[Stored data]
-- -- --
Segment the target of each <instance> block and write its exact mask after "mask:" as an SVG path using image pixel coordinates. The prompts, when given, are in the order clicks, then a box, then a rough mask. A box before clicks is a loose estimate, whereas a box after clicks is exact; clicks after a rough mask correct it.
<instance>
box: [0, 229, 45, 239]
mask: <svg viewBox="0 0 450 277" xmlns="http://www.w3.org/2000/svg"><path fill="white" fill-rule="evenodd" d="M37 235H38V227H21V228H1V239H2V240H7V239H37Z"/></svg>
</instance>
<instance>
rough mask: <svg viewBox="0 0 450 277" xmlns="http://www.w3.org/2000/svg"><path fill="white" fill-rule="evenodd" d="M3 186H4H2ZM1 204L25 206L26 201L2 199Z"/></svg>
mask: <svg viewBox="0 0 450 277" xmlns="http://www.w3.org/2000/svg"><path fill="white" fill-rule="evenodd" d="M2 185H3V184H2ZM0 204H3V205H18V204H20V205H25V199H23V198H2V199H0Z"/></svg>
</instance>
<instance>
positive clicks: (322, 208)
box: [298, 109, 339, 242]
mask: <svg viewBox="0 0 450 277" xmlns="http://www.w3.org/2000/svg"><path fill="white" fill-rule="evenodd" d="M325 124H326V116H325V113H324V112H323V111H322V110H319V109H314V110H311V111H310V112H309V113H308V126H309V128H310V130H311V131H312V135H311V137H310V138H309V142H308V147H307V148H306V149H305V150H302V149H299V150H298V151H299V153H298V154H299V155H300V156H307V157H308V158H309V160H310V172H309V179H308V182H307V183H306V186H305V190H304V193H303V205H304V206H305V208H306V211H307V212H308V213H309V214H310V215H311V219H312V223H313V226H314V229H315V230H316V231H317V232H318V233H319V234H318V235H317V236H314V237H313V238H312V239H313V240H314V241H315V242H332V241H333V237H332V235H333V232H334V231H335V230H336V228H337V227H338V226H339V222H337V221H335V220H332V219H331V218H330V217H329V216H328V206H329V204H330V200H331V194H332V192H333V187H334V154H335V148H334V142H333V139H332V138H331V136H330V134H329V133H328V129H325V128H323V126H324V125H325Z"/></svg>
-- -- --
Task item: Your answer should be the full set of records, printed exactly.

Exercise result:
Segment the target of each <instance> block and write its exact mask after "mask:" as an SVG path using image pixel coordinates. The prompts, when given, are in the order clicks, then a box, then a rough mask. A box before clicks is a loose estimate, whereas a box after clicks is exact; clicks after a rough mask correct it.
<instance>
box: [0, 229, 45, 239]
mask: <svg viewBox="0 0 450 277" xmlns="http://www.w3.org/2000/svg"><path fill="white" fill-rule="evenodd" d="M37 235H38V227H21V228H1V239H2V240H7V239H37Z"/></svg>
</instance>
<instance>
rough mask: <svg viewBox="0 0 450 277" xmlns="http://www.w3.org/2000/svg"><path fill="white" fill-rule="evenodd" d="M3 186H4H2ZM1 204L25 206L26 201L2 199Z"/></svg>
mask: <svg viewBox="0 0 450 277" xmlns="http://www.w3.org/2000/svg"><path fill="white" fill-rule="evenodd" d="M2 185H3V184H2ZM0 204H3V205H18V204H20V205H25V199H23V198H2V199H0Z"/></svg>
</instance>
<instance>
positive clicks: (322, 208)
box: [298, 109, 339, 242]
mask: <svg viewBox="0 0 450 277" xmlns="http://www.w3.org/2000/svg"><path fill="white" fill-rule="evenodd" d="M325 124H326V116H325V113H324V112H323V111H322V110H319V109H314V110H311V111H310V112H309V113H308V126H309V128H310V130H311V131H312V135H311V137H310V138H309V142H308V147H307V148H306V149H305V150H302V149H299V150H298V151H299V153H298V154H299V155H300V156H307V157H308V158H309V160H310V172H309V179H308V182H307V183H306V186H305V190H304V193H303V205H304V206H305V208H306V211H307V212H308V213H309V214H310V215H311V219H312V223H313V226H314V229H315V230H316V231H317V232H318V233H319V234H318V235H317V236H314V237H313V238H312V239H313V240H314V241H315V242H332V241H333V237H332V235H333V232H334V231H335V230H336V228H337V227H338V226H339V222H337V221H335V220H332V219H331V218H330V217H329V216H328V206H329V204H330V200H331V194H332V192H333V187H334V154H335V148H334V142H333V139H332V138H331V136H330V134H329V133H328V129H325V128H323V126H324V125H325Z"/></svg>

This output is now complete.